Excerpt provided:
==============================
Morrison writes, "Don't be afraid. My telling can't hurt you in spite of what I have done. And I promise to lie quietly in the dark. I will never again fold my limbs to rise up and bare teeth. I explain. You can think what I tell you a confession, if you like, but one full of curiosities familiar only in dreams and during those moments when a dog's profile plays in the steam of a kettle," end quote.
There goes that dog again. And the madness of teeth bared, limbs unfolding. In the classic definition of bare, the process is not a revelation but an unconcealment, the removal of a covering from something. This is no secret being exposed. This act is making known what is always already there. Think Heidegger here. Think [INAUDIBLE]. Think, too, precarious life of some sort or other.
I want to leave Florens's opening statement for other moments in the novel where this attachment to the animal is reiterated and becomes central to the novel's metaphorical landscape. The Indigenous character in A Mercy, and the oldest of the three indentured women on the farm-- and there's arguments about whether they're indentured servants or whether they're slaves and slave peoples. And we can talk about that a little bit, if you'd like.
Also the three indentured women on the farm. Lina, quote, "had been purchased outright and deliberately." In the only chapter dedicated to her story, Lina worries about the festive mood that overtakes the farm at the building of Jacob Vaark's, quote, "double storied, fenced in, gated house, like the one he saw in his travels," end quote.
In true Thomas Sutpen form, Vaark sets to making his design come to fruition. Lina notes only, quote, "Killing trees in that number without asking their permission. Of course, his efforts would stir up malfortune," end quote.
==============================
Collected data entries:
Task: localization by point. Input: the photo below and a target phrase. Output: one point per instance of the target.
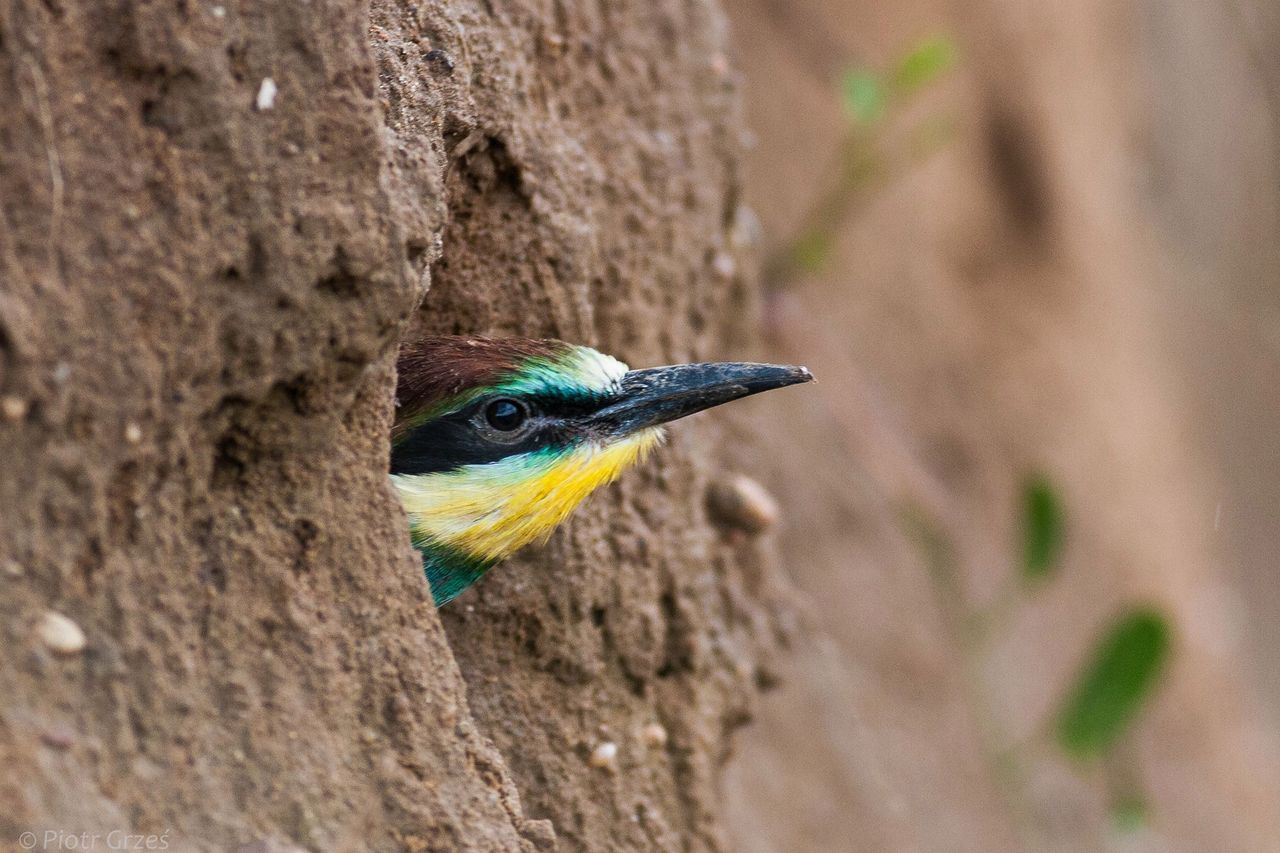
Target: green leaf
(1120, 676)
(1129, 813)
(928, 60)
(810, 251)
(1042, 529)
(863, 96)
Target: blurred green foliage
(1118, 680)
(1129, 813)
(928, 60)
(1042, 529)
(867, 155)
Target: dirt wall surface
(1080, 283)
(218, 219)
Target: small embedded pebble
(654, 735)
(725, 265)
(58, 737)
(60, 634)
(743, 503)
(13, 407)
(266, 94)
(606, 756)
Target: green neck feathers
(449, 571)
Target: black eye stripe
(506, 414)
(466, 437)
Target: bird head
(497, 439)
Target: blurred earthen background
(1080, 283)
(1056, 263)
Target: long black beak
(658, 395)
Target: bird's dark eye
(506, 415)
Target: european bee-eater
(497, 439)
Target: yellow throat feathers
(488, 511)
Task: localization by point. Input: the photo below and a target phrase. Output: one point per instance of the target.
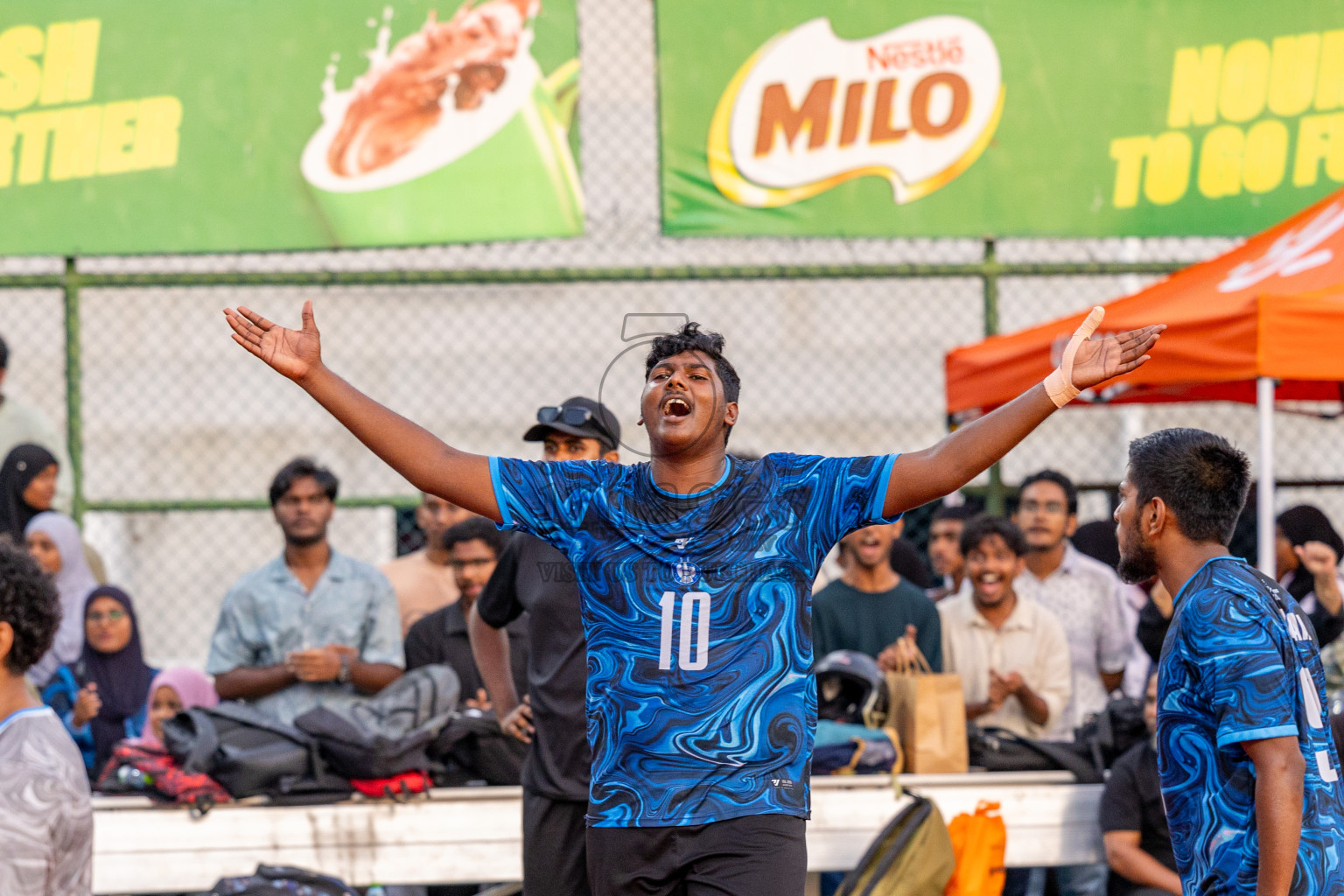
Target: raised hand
(1098, 360)
(290, 352)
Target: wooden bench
(473, 833)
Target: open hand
(290, 352)
(902, 653)
(87, 705)
(1101, 359)
(999, 690)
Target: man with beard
==============================
Problems and tasks:
**a)** Condense the paragraph of the lecture on A Mercy that begins "In true Thomas Sutpen form" into a single sentence that keeps its main facts.
**b)** Pick up the lecture on A Mercy after its final sentence and carry it forward.

Solved tasks:
**a)** Like Thomas Sutpen, Vaark works to bring his design to fruition, and Lina's only comment is that killing so many trees without asking their permission would stir up malfortune.

**b)**
This is the first indication we get that Lina is different from Sorrow and Florens, the two orphan girls that Vaark rescues one at a time. I will return to Linda's relationship with nature in a bit.
But I want to remark upon how Morrison positions Lina to literally read the threat that Black freedom poses to the territory and, eventually, the farm that they all inhabit. Upon meeting the unnamed blacksmith hired to work on the gates to Vaark's mansion, Lina recounts, and I quote again, "Learning from mistress that he was a free man doubled her anxiety. He had rights, then, and privileges like sir. He could marry, own things, travel, sell his own labor."
"She should have seen the danger immediately because his arrogance was clear. When mistress returned, rubbing her hands on her apron, he removed his hat once more, then did something Lina had never seen an African do. He looked directly at mistress, lowering his glance, for he was very tall, never blinking those eyes slanted and yellow as a ram's."
Again, it is the animal who lets us know the human's condition. Contemplating the blacksmith's relative freedom, Lina tells us, quote, "In the town she had been taken to after the conflagration that wiped away her village, that kind of boldness from any African was legitimate cause for a whip."
And remember it's for a whip, not a whipping. So I'm very much interested in the idea of the presence of the whip itself as prohibiting certain behaviors as opposed to the actual act. And there's moments like that in this novel that are bothersome to me, or attractive.
It is interesting that we find out about Lina's people-lessness at the precise moment that she describes punishment for an exercise of free will or, because we are talking about a gaze here, punishment for the face to face practice of ethical commitment to the other. Morrison as Lina not only repudiate this commitment in racialized terms but also states her relationship with such commitment as a kind of homelessness.
I would like to argue that the state of dispossession, if possession marks the free, as in the paragraph above, unmakes Lina's relationship to sovereignty. She becomes a character for us in the midst of making her own kin-less state while referring to potential punishment for a simple act of practiced belonging, the face to face, eye to eye of the blacksmith and the mistress.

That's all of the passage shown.